WORK REQUIRED: Your task is to extract the lines from the one holding "One point goes on each instance of the white wooden" through the end of the material. Set them down exactly and add nothing.

[Pointing records]
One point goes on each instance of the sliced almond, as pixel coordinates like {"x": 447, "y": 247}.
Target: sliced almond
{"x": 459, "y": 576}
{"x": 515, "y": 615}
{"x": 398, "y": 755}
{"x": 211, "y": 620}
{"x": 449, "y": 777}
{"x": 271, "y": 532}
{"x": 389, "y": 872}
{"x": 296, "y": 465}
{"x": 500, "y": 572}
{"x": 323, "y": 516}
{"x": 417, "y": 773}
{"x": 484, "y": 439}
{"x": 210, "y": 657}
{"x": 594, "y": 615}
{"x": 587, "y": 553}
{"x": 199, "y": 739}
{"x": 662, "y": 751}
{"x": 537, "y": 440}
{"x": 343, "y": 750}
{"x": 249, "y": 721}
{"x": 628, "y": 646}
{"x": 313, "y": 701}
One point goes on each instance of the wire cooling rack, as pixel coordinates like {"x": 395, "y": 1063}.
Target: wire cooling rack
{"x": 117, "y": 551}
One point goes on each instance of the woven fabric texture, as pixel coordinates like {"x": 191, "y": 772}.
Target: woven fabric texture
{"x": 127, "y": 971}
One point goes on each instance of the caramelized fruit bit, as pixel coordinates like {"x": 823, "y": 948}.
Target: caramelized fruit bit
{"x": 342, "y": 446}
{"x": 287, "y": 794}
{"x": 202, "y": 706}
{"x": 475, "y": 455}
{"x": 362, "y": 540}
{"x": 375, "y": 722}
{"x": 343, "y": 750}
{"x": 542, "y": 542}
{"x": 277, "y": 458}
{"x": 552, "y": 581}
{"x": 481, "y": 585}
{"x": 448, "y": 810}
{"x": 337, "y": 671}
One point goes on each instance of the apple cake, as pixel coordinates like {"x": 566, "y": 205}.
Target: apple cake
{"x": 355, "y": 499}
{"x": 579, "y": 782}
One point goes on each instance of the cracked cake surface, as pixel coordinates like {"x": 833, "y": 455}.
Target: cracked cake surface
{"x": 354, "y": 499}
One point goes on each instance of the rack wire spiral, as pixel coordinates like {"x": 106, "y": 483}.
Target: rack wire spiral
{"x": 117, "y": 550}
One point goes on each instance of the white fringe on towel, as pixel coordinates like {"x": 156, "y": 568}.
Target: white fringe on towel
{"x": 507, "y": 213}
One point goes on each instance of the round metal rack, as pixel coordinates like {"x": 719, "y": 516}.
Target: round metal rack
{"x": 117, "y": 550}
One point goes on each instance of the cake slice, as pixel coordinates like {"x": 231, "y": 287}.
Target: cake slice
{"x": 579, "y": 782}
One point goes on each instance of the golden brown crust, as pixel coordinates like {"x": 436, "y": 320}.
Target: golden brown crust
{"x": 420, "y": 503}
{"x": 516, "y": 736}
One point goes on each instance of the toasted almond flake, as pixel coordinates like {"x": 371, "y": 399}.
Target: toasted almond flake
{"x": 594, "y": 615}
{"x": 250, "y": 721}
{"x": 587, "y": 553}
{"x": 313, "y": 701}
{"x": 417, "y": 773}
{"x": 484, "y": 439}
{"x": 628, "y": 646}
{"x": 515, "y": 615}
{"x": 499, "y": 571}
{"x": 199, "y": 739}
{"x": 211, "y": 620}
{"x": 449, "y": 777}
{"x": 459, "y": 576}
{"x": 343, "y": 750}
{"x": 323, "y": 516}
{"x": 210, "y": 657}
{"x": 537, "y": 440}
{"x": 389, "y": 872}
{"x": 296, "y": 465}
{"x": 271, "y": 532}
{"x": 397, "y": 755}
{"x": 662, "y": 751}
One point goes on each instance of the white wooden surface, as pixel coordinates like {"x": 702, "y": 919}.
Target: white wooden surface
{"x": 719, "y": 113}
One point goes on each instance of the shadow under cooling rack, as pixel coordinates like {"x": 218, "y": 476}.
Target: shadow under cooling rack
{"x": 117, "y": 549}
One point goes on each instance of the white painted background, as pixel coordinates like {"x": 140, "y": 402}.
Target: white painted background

WRITTEN RESPONSE:
One point goes on each instance of the white wooden surface, as pixel coordinates like {"x": 702, "y": 919}.
Target: white wooden surface
{"x": 719, "y": 113}
One point goes on each instance of the shadow under cooling rack, as pixel coordinates like {"x": 218, "y": 476}.
Target: shadow under cooling rack
{"x": 117, "y": 549}
One point goes on each instance of the white painted background, as pixel coordinates like {"x": 140, "y": 402}.
Target: white painted background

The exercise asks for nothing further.